Task requirements
Repeat every entry exactly. Do not include the pictures.

─── Entries shown

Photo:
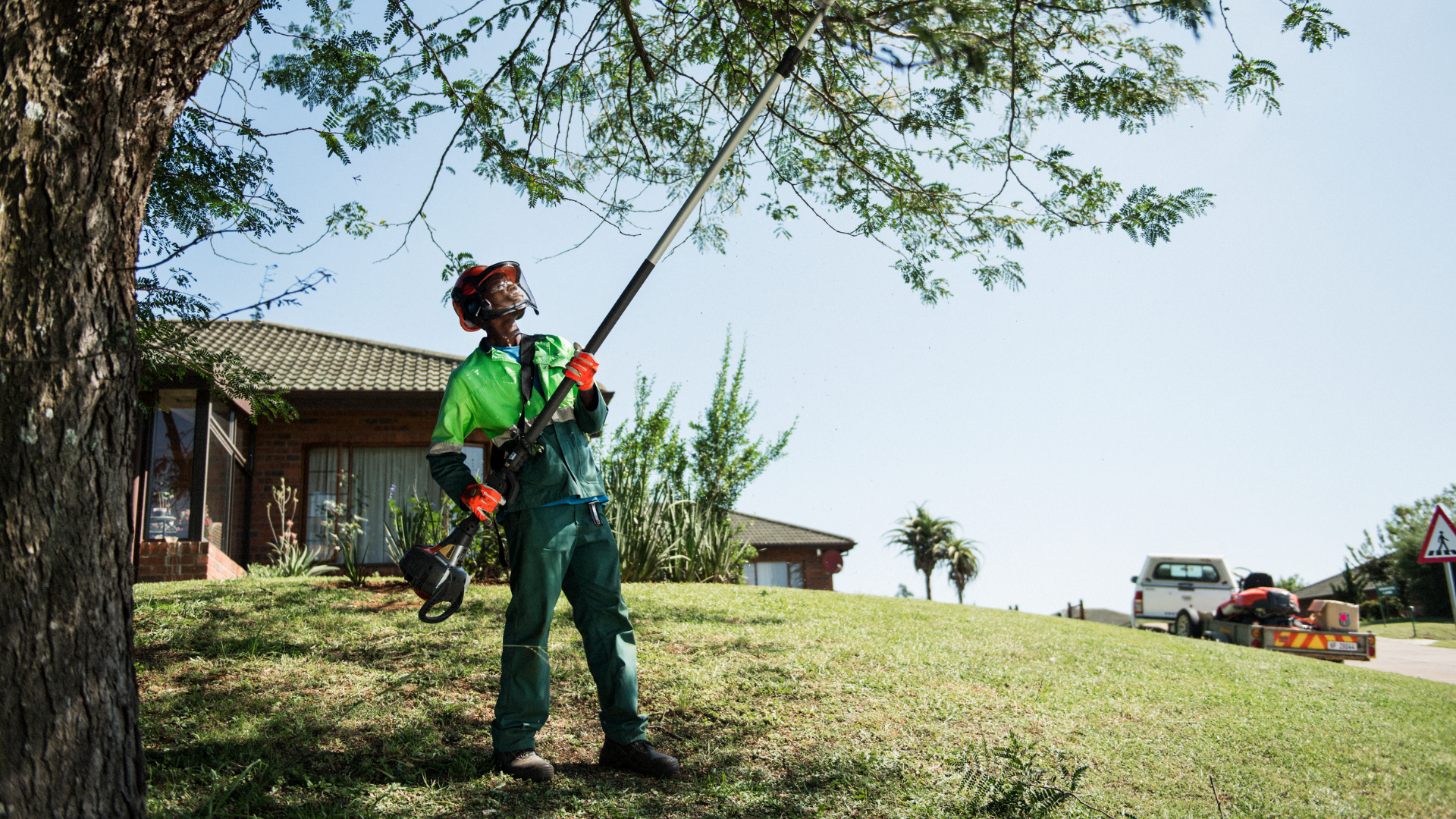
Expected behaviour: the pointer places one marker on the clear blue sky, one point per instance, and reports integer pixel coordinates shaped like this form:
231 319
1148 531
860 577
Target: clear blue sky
1266 387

──────

Answer section
Photo:
Expected behaviour: the pointer places one marker on the clear blue sky, one point per instance, and reports integer pixel coordinates shaped like this form:
231 319
1148 531
860 577
Target: clear blue sky
1266 387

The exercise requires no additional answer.